=== Begin Enclosure ===
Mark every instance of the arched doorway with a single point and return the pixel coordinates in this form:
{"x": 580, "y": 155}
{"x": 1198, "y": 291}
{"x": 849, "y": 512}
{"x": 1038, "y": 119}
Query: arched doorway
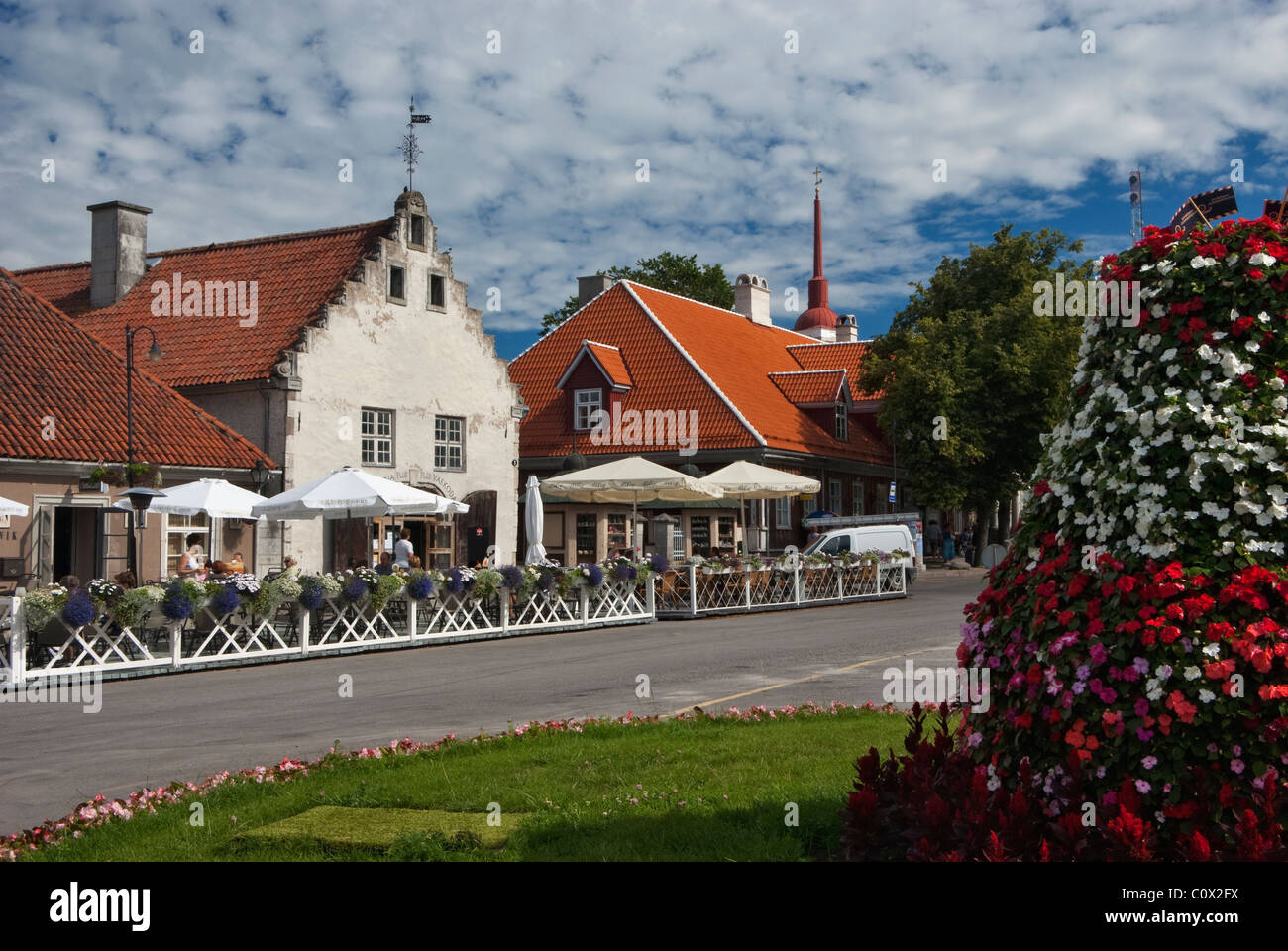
{"x": 477, "y": 527}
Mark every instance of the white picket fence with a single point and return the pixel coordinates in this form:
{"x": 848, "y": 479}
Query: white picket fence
{"x": 335, "y": 626}
{"x": 158, "y": 645}
{"x": 694, "y": 590}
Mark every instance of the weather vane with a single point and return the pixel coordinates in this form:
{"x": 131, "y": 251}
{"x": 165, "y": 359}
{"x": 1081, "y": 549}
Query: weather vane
{"x": 411, "y": 150}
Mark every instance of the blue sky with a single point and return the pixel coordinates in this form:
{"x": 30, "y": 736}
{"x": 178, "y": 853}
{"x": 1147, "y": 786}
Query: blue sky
{"x": 529, "y": 165}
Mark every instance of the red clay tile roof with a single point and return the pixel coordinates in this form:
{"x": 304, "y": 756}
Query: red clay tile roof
{"x": 609, "y": 361}
{"x": 811, "y": 386}
{"x": 682, "y": 356}
{"x": 50, "y": 368}
{"x": 824, "y": 356}
{"x": 295, "y": 276}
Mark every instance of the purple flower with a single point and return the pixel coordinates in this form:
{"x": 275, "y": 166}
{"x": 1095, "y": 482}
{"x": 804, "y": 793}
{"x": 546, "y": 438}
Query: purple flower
{"x": 420, "y": 587}
{"x": 78, "y": 608}
{"x": 455, "y": 582}
{"x": 355, "y": 587}
{"x": 310, "y": 594}
{"x": 176, "y": 607}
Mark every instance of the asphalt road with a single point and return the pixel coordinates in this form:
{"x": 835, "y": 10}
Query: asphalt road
{"x": 185, "y": 726}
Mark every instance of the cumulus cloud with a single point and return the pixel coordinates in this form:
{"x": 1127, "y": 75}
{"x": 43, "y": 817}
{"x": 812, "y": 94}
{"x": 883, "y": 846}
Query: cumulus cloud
{"x": 529, "y": 165}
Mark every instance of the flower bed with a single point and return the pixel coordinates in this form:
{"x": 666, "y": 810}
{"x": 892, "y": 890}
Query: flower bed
{"x": 1136, "y": 634}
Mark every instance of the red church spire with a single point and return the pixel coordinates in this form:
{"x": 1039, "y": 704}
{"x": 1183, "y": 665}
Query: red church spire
{"x": 818, "y": 315}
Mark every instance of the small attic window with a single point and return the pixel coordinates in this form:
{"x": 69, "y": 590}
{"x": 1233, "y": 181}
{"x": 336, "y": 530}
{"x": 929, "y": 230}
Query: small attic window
{"x": 397, "y": 283}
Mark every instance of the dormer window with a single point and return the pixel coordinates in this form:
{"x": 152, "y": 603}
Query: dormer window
{"x": 590, "y": 403}
{"x": 397, "y": 283}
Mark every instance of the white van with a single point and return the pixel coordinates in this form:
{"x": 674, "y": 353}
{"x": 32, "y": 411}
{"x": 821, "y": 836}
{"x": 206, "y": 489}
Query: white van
{"x": 863, "y": 538}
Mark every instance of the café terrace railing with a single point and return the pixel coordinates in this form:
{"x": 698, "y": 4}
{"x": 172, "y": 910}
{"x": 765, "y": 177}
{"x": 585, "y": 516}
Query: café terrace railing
{"x": 158, "y": 645}
{"x": 692, "y": 590}
{"x": 207, "y": 639}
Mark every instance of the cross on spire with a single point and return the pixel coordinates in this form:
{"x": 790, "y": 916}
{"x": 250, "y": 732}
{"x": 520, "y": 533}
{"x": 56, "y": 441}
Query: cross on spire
{"x": 411, "y": 150}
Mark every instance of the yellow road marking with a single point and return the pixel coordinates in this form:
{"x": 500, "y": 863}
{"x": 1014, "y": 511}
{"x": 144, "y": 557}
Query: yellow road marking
{"x": 803, "y": 680}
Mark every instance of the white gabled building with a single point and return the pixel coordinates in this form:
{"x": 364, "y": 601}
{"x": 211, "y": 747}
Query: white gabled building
{"x": 349, "y": 346}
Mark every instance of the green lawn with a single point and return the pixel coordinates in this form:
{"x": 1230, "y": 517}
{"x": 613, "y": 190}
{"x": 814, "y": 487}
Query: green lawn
{"x": 695, "y": 789}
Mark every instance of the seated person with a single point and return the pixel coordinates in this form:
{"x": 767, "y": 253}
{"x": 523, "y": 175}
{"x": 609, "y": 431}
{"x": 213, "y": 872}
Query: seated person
{"x": 232, "y": 566}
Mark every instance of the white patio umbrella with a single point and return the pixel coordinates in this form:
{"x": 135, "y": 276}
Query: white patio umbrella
{"x": 214, "y": 497}
{"x": 12, "y": 508}
{"x": 533, "y": 521}
{"x": 631, "y": 479}
{"x": 351, "y": 492}
{"x": 743, "y": 479}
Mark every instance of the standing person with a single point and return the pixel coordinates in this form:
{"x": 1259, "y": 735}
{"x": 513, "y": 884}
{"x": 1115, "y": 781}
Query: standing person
{"x": 192, "y": 564}
{"x": 936, "y": 539}
{"x": 403, "y": 549}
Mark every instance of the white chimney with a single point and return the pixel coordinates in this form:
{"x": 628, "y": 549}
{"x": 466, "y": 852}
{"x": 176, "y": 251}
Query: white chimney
{"x": 590, "y": 287}
{"x": 119, "y": 248}
{"x": 751, "y": 298}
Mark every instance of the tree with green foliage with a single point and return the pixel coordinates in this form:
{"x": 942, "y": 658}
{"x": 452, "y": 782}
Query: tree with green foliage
{"x": 669, "y": 272}
{"x": 973, "y": 376}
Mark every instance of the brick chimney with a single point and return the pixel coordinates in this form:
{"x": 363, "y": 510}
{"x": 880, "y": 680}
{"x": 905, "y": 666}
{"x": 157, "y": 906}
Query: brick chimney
{"x": 119, "y": 248}
{"x": 590, "y": 287}
{"x": 751, "y": 298}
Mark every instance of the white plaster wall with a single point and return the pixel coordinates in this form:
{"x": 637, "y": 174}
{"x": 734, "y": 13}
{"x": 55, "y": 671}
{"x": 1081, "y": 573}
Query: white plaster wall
{"x": 419, "y": 363}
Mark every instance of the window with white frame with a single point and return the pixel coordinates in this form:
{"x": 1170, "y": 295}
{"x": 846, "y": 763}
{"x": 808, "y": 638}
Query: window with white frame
{"x": 178, "y": 528}
{"x": 589, "y": 402}
{"x": 377, "y": 437}
{"x": 449, "y": 442}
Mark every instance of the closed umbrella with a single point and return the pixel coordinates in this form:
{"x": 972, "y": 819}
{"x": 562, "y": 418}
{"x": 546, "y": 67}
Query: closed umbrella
{"x": 631, "y": 479}
{"x": 743, "y": 479}
{"x": 533, "y": 521}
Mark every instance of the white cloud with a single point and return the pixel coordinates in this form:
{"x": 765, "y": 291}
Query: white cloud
{"x": 529, "y": 162}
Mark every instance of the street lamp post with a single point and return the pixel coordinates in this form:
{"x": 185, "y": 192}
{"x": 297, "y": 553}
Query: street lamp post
{"x": 138, "y": 501}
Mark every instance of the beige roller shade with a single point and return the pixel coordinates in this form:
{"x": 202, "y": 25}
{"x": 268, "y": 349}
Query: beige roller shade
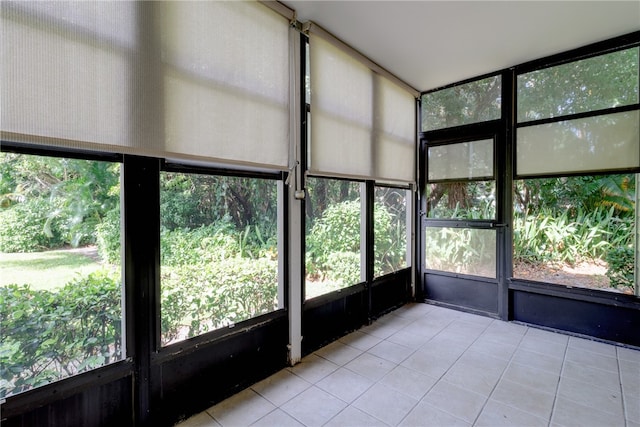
{"x": 201, "y": 80}
{"x": 362, "y": 122}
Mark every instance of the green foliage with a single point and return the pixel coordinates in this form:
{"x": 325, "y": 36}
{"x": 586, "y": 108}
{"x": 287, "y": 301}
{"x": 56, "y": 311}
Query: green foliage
{"x": 108, "y": 237}
{"x": 621, "y": 262}
{"x": 203, "y": 297}
{"x": 60, "y": 200}
{"x": 461, "y": 250}
{"x": 26, "y": 227}
{"x": 548, "y": 236}
{"x": 337, "y": 231}
{"x": 51, "y": 335}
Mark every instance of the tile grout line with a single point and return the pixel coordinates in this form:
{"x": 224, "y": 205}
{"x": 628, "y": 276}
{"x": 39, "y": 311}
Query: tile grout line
{"x": 501, "y": 375}
{"x": 555, "y": 396}
{"x": 622, "y": 400}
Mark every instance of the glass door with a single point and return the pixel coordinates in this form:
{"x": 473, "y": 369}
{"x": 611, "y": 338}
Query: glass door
{"x": 460, "y": 227}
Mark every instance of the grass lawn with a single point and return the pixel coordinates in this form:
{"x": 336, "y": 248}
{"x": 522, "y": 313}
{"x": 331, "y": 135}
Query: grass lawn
{"x": 45, "y": 270}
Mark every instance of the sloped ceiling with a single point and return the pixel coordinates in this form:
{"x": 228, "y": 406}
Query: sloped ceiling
{"x": 429, "y": 44}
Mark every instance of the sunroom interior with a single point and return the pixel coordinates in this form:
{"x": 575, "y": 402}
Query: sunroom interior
{"x": 250, "y": 184}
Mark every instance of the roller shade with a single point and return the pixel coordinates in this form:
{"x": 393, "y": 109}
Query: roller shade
{"x": 362, "y": 121}
{"x": 201, "y": 80}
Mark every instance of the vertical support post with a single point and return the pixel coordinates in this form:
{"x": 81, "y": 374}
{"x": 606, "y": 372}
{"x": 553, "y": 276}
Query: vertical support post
{"x": 636, "y": 261}
{"x": 141, "y": 177}
{"x": 368, "y": 235}
{"x": 295, "y": 195}
{"x": 505, "y": 143}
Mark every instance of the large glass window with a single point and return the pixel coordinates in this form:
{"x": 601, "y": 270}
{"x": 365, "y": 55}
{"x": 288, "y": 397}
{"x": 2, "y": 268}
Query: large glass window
{"x": 460, "y": 198}
{"x": 461, "y": 250}
{"x": 334, "y": 221}
{"x": 576, "y": 231}
{"x": 60, "y": 269}
{"x": 390, "y": 225}
{"x": 473, "y": 102}
{"x": 219, "y": 252}
{"x": 605, "y": 81}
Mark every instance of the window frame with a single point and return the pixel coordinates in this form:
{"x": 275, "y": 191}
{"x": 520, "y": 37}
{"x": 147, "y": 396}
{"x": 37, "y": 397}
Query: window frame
{"x": 204, "y": 168}
{"x": 124, "y": 364}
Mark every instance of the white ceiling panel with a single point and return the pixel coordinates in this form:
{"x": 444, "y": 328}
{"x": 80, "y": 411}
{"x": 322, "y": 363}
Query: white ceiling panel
{"x": 429, "y": 44}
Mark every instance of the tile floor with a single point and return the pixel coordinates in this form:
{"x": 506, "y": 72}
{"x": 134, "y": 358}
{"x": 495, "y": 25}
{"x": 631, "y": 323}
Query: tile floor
{"x": 424, "y": 365}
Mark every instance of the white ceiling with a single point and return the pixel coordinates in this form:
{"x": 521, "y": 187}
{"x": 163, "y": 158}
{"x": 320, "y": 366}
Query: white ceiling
{"x": 429, "y": 44}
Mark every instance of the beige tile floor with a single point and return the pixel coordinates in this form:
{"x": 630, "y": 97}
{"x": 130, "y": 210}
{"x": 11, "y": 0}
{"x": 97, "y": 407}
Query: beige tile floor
{"x": 423, "y": 365}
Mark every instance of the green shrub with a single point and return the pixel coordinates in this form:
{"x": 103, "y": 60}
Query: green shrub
{"x": 202, "y": 297}
{"x": 30, "y": 226}
{"x": 108, "y": 237}
{"x": 51, "y": 335}
{"x": 621, "y": 267}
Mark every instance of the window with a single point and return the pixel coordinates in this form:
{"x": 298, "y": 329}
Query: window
{"x": 390, "y": 226}
{"x": 461, "y": 250}
{"x": 219, "y": 252}
{"x": 60, "y": 268}
{"x": 577, "y": 156}
{"x": 463, "y": 104}
{"x": 460, "y": 180}
{"x": 333, "y": 250}
{"x": 460, "y": 196}
{"x": 576, "y": 231}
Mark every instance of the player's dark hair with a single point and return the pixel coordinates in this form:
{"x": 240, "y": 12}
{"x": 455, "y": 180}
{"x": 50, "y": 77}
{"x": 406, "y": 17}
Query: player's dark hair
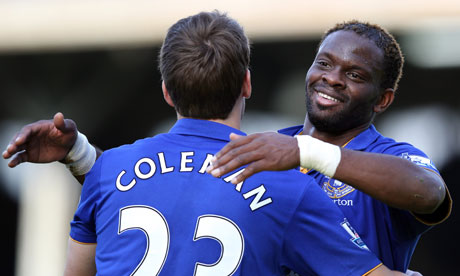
{"x": 203, "y": 63}
{"x": 393, "y": 59}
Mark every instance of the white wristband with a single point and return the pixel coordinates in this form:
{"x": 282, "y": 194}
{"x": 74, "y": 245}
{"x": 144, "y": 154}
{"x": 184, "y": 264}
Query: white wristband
{"x": 81, "y": 157}
{"x": 318, "y": 155}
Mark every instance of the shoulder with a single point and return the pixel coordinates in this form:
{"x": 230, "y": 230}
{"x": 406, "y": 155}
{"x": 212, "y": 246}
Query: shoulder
{"x": 387, "y": 145}
{"x": 291, "y": 131}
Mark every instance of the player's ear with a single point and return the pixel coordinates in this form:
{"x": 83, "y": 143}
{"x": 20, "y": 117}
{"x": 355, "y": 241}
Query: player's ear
{"x": 385, "y": 100}
{"x": 246, "y": 90}
{"x": 166, "y": 95}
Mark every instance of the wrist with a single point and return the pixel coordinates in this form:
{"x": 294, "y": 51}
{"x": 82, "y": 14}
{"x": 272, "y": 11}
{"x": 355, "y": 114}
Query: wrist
{"x": 81, "y": 157}
{"x": 318, "y": 155}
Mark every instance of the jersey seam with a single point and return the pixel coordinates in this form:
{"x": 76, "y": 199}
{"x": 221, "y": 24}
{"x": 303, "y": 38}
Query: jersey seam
{"x": 292, "y": 217}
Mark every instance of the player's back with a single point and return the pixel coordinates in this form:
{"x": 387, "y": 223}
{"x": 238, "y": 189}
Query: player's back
{"x": 156, "y": 211}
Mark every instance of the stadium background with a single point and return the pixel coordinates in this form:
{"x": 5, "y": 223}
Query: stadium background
{"x": 96, "y": 63}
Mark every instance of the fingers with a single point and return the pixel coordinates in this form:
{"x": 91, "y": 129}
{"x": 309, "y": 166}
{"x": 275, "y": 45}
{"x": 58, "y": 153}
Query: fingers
{"x": 234, "y": 136}
{"x": 18, "y": 159}
{"x": 62, "y": 124}
{"x": 233, "y": 160}
{"x": 248, "y": 171}
{"x": 17, "y": 143}
{"x": 59, "y": 121}
{"x": 237, "y": 141}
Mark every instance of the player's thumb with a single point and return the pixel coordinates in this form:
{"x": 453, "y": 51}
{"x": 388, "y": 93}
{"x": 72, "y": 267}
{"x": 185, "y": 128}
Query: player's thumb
{"x": 234, "y": 136}
{"x": 64, "y": 125}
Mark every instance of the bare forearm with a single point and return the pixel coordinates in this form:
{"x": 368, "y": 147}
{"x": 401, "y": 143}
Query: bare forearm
{"x": 395, "y": 181}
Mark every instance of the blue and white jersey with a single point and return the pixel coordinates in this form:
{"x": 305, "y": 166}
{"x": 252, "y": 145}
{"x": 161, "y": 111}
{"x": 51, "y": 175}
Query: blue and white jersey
{"x": 390, "y": 233}
{"x": 152, "y": 210}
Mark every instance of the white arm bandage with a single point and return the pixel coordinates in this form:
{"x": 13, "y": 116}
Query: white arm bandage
{"x": 318, "y": 155}
{"x": 81, "y": 157}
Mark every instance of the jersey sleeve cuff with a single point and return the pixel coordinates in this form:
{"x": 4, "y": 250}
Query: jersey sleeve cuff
{"x": 440, "y": 215}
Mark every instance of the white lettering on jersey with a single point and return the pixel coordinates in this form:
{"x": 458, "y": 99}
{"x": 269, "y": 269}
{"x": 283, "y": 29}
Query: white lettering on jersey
{"x": 184, "y": 161}
{"x": 149, "y": 169}
{"x": 206, "y": 163}
{"x": 163, "y": 166}
{"x": 258, "y": 193}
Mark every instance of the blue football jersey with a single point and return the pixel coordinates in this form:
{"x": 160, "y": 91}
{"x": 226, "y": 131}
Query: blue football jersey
{"x": 153, "y": 210}
{"x": 390, "y": 233}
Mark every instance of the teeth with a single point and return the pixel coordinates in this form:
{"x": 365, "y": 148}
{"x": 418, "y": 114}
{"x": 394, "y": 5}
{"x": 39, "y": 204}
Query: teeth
{"x": 327, "y": 97}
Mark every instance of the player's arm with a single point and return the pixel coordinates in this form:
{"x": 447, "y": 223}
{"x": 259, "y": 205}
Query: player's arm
{"x": 393, "y": 180}
{"x": 80, "y": 259}
{"x": 47, "y": 141}
{"x": 384, "y": 271}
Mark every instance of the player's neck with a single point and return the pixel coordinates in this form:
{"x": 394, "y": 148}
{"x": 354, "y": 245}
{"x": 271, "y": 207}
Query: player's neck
{"x": 338, "y": 139}
{"x": 234, "y": 118}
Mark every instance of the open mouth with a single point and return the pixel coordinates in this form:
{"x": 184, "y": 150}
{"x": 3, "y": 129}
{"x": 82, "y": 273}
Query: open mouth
{"x": 327, "y": 97}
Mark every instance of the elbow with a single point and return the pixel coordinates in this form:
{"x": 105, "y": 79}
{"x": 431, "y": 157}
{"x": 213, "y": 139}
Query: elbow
{"x": 431, "y": 199}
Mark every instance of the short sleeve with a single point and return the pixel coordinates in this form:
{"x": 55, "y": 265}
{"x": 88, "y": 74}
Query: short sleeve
{"x": 83, "y": 227}
{"x": 420, "y": 159}
{"x": 320, "y": 241}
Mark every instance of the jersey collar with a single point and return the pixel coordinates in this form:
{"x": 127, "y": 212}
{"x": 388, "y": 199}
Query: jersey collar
{"x": 204, "y": 128}
{"x": 360, "y": 142}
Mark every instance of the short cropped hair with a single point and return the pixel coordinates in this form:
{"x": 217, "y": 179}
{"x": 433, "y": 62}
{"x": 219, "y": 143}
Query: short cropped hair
{"x": 203, "y": 63}
{"x": 393, "y": 59}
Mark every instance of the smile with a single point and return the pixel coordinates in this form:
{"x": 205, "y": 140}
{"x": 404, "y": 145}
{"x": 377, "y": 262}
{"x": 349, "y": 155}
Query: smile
{"x": 322, "y": 95}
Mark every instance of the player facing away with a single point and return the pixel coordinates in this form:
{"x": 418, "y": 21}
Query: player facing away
{"x": 354, "y": 63}
{"x": 152, "y": 209}
{"x": 389, "y": 191}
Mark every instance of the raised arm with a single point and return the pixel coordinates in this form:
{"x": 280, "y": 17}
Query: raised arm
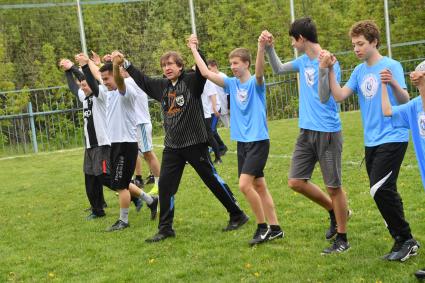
{"x": 277, "y": 66}
{"x": 200, "y": 63}
{"x": 399, "y": 93}
{"x": 259, "y": 61}
{"x": 83, "y": 60}
{"x": 386, "y": 104}
{"x": 117, "y": 61}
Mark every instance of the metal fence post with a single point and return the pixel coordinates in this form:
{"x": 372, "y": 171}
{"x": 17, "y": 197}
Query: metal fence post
{"x": 32, "y": 125}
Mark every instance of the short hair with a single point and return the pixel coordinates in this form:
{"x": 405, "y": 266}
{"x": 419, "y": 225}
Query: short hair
{"x": 304, "y": 27}
{"x": 108, "y": 66}
{"x": 212, "y": 62}
{"x": 172, "y": 54}
{"x": 242, "y": 53}
{"x": 420, "y": 67}
{"x": 368, "y": 29}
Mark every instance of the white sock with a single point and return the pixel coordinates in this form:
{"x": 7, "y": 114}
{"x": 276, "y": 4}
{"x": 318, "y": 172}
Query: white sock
{"x": 147, "y": 198}
{"x": 124, "y": 214}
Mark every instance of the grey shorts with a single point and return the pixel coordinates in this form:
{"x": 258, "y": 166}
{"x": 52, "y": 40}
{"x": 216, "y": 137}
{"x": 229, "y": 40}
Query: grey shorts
{"x": 96, "y": 160}
{"x": 322, "y": 147}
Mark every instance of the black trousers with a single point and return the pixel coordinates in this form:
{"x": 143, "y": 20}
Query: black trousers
{"x": 383, "y": 165}
{"x": 172, "y": 166}
{"x": 94, "y": 191}
{"x": 211, "y": 138}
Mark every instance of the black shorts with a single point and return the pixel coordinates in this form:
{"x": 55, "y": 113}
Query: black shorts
{"x": 252, "y": 157}
{"x": 123, "y": 163}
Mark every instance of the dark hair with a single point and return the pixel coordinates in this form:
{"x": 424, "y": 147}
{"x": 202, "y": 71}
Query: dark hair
{"x": 172, "y": 54}
{"x": 107, "y": 67}
{"x": 368, "y": 29}
{"x": 212, "y": 62}
{"x": 242, "y": 53}
{"x": 304, "y": 27}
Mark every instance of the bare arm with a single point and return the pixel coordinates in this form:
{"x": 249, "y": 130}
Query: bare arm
{"x": 386, "y": 105}
{"x": 399, "y": 93}
{"x": 215, "y": 78}
{"x": 117, "y": 61}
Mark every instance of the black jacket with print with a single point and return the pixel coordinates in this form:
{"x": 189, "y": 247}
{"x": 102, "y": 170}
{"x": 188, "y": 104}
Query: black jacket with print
{"x": 181, "y": 106}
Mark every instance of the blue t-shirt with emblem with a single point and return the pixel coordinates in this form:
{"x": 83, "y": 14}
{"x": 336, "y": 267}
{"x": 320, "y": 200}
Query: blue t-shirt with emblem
{"x": 248, "y": 121}
{"x": 412, "y": 116}
{"x": 366, "y": 83}
{"x": 315, "y": 115}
=== End Enclosure ===
▸ **How to complete this task**:
Look above for the line with "Mark every instance of the glass" and the line with "Mark every instance of the grass"; transcribe both and all lines in between, exactly, and nothing else.

▸ **Solution to the problem**:
Mark every instance of the glass door with a single point and return the pixel coordinates in this form:
{"x": 473, "y": 369}
{"x": 611, "y": 338}
Query: glass door
{"x": 460, "y": 227}
Mark every instance of the grass lawn with a single point and return the pixel coordinates in this form:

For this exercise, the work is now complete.